Records provided -
******

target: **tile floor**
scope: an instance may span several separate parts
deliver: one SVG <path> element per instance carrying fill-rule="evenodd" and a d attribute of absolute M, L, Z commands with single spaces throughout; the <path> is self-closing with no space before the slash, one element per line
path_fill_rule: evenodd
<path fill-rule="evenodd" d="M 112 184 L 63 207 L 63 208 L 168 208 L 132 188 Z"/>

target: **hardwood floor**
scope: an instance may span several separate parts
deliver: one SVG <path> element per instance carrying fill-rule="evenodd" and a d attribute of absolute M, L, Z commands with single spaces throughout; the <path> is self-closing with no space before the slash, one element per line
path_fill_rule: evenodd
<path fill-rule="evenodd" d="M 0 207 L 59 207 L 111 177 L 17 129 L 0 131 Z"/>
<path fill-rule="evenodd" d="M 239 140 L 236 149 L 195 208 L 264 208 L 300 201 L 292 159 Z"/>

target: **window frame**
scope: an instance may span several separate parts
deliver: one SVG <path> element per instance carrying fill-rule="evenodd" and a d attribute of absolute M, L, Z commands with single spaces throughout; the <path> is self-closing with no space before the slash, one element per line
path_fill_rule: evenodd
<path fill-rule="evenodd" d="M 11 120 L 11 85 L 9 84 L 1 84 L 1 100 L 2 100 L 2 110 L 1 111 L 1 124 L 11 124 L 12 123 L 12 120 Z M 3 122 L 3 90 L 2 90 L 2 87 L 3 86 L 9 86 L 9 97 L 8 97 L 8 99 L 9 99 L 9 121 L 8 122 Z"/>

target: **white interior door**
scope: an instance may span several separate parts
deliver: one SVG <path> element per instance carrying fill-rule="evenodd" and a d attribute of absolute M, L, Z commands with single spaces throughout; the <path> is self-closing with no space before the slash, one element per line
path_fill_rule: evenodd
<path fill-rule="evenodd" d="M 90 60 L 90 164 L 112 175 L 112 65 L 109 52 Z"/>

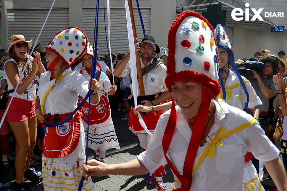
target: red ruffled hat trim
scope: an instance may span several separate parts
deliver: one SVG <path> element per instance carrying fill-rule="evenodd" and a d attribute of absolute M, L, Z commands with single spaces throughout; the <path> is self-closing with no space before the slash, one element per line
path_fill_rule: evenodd
<path fill-rule="evenodd" d="M 168 33 L 167 48 L 169 56 L 167 58 L 167 76 L 165 80 L 165 84 L 169 91 L 171 92 L 170 86 L 174 82 L 188 80 L 196 81 L 212 87 L 213 95 L 216 97 L 219 95 L 221 88 L 220 85 L 217 80 L 204 75 L 202 73 L 199 73 L 198 71 L 195 73 L 193 71 L 190 70 L 181 71 L 178 73 L 174 71 L 175 69 L 174 56 L 175 47 L 175 39 L 177 32 L 178 27 L 183 19 L 186 17 L 190 16 L 196 17 L 203 20 L 207 24 L 211 31 L 213 31 L 212 26 L 208 21 L 199 13 L 191 11 L 187 11 L 181 13 L 178 15 L 176 19 L 173 21 Z M 214 39 L 216 39 L 214 33 L 213 38 Z M 215 40 L 214 42 L 215 45 L 217 46 L 216 40 Z"/>

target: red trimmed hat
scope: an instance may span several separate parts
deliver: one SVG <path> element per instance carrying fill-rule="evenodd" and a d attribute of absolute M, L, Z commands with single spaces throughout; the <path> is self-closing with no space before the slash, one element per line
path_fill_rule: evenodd
<path fill-rule="evenodd" d="M 31 48 L 32 46 L 32 40 L 28 41 L 25 40 L 25 38 L 24 37 L 24 36 L 22 35 L 14 35 L 10 37 L 10 38 L 8 40 L 8 44 L 9 45 L 9 46 L 8 47 L 8 51 L 9 51 L 10 48 L 12 47 L 13 45 L 20 42 L 25 42 L 28 43 L 28 49 Z"/>
<path fill-rule="evenodd" d="M 46 50 L 55 52 L 69 67 L 85 53 L 87 41 L 87 36 L 80 29 L 68 27 L 57 33 Z"/>
<path fill-rule="evenodd" d="M 168 34 L 165 81 L 170 92 L 174 82 L 191 80 L 212 88 L 214 97 L 219 94 L 215 39 L 212 26 L 202 15 L 189 11 L 178 15 Z"/>

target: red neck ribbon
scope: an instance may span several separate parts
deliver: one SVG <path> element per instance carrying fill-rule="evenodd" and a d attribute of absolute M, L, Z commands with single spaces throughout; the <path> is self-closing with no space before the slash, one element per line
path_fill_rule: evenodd
<path fill-rule="evenodd" d="M 181 187 L 174 190 L 186 191 L 190 189 L 192 180 L 192 169 L 200 143 L 205 122 L 205 120 L 202 119 L 206 118 L 212 98 L 212 93 L 211 88 L 203 85 L 202 98 L 199 106 L 201 111 L 198 112 L 194 120 L 194 127 L 184 160 L 183 175 L 180 174 L 176 171 L 172 163 L 166 155 L 167 150 L 173 136 L 176 124 L 176 112 L 174 101 L 172 101 L 170 115 L 162 139 L 162 147 L 167 164 L 181 183 Z"/>

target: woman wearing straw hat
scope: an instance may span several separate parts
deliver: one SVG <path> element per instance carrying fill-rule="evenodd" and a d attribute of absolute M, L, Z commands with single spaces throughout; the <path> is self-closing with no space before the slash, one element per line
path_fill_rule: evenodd
<path fill-rule="evenodd" d="M 279 151 L 259 123 L 216 98 L 220 87 L 211 25 L 199 14 L 185 11 L 168 37 L 165 82 L 178 105 L 174 102 L 161 116 L 148 148 L 137 159 L 112 165 L 92 160 L 83 167 L 84 176 L 142 174 L 167 163 L 178 190 L 242 191 L 249 151 L 266 161 L 278 190 L 286 190 Z"/>
<path fill-rule="evenodd" d="M 37 94 L 39 120 L 46 124 L 63 121 L 77 107 L 78 95 L 84 97 L 88 93 L 89 82 L 70 67 L 85 52 L 87 42 L 80 29 L 69 27 L 57 32 L 48 44 L 45 58 L 49 71 L 41 75 Z M 94 91 L 91 101 L 95 105 L 100 99 L 100 87 L 95 79 L 91 83 Z M 78 190 L 85 161 L 84 137 L 78 112 L 62 125 L 46 128 L 42 160 L 45 190 Z M 85 190 L 93 189 L 91 179 L 83 184 Z"/>
<path fill-rule="evenodd" d="M 13 99 L 11 101 L 10 96 L 7 103 L 8 105 L 11 102 L 10 107 L 7 108 L 7 120 L 15 135 L 18 146 L 15 161 L 14 187 L 17 190 L 28 190 L 24 182 L 24 177 L 32 181 L 37 181 L 39 179 L 35 172 L 29 168 L 29 164 L 36 138 L 34 82 L 36 75 L 40 76 L 45 69 L 41 62 L 40 54 L 37 52 L 33 53 L 35 58 L 31 58 L 24 68 L 32 41 L 27 41 L 22 35 L 15 35 L 9 39 L 8 44 L 8 54 L 11 58 L 5 63 L 4 69 L 7 76 L 8 89 L 15 89 L 20 81 Z M 24 76 L 20 79 L 23 70 Z M 13 94 L 10 94 L 10 96 Z"/>
<path fill-rule="evenodd" d="M 82 56 L 84 66 L 79 71 L 86 78 L 87 80 L 91 79 L 91 68 L 93 60 L 93 47 L 88 42 L 87 50 Z M 97 63 L 97 65 L 98 63 Z M 99 65 L 97 66 L 99 67 Z M 99 71 L 100 68 L 97 69 Z M 85 103 L 81 107 L 81 117 L 85 129 L 86 137 L 88 137 L 88 146 L 95 151 L 95 157 L 99 161 L 104 163 L 106 151 L 113 148 L 120 148 L 112 120 L 111 115 L 111 109 L 108 99 L 108 95 L 113 95 L 117 91 L 117 86 L 112 86 L 109 78 L 104 72 L 98 75 L 99 83 L 100 87 L 99 94 L 101 100 L 96 106 L 91 106 L 90 121 L 88 121 L 88 112 L 89 105 Z M 79 103 L 83 97 L 79 99 Z M 88 124 L 89 124 L 89 130 L 87 132 Z"/>

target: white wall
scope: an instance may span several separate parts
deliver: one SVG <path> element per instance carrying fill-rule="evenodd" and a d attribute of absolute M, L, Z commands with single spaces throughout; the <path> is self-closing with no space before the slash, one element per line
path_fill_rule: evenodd
<path fill-rule="evenodd" d="M 151 9 L 151 34 L 160 47 L 167 47 L 168 31 L 175 19 L 175 0 L 154 0 Z"/>

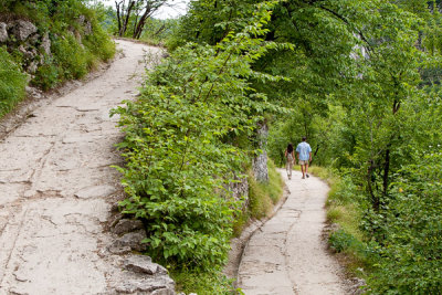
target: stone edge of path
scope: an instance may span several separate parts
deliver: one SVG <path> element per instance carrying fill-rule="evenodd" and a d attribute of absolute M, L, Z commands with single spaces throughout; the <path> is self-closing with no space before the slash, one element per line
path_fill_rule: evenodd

******

What you are asked to do -
Can you echo every line from the one containing "target: red ruffled hat trim" down to the one containing "168 33 L 167", both ends included, character for character?

Complete answer -
target: red ruffled hat trim
scope: an instance may span several separate parts
deliver: one SVG <path> element per instance carrying fill-rule="evenodd" and a d attribute of absolute M, L, Z commands with single spaces throughout; the <path> is self-closing with no space before the slash, one element per line
path_fill_rule: evenodd
<path fill-rule="evenodd" d="M 168 33 L 167 48 L 169 56 L 167 58 L 167 76 L 165 80 L 165 84 L 169 91 L 171 92 L 170 86 L 174 82 L 188 80 L 196 81 L 212 87 L 213 95 L 216 97 L 219 95 L 221 88 L 220 85 L 217 80 L 204 75 L 202 73 L 199 73 L 198 71 L 195 73 L 193 71 L 190 70 L 181 71 L 178 73 L 174 71 L 175 69 L 174 56 L 175 47 L 175 39 L 177 32 L 178 27 L 183 19 L 186 17 L 190 16 L 196 17 L 203 20 L 207 24 L 211 31 L 213 31 L 212 26 L 208 21 L 199 13 L 191 11 L 187 11 L 181 13 L 178 15 L 176 19 L 173 21 Z M 214 39 L 216 39 L 214 33 L 213 38 Z M 215 40 L 214 42 L 215 45 L 217 46 L 216 40 Z"/>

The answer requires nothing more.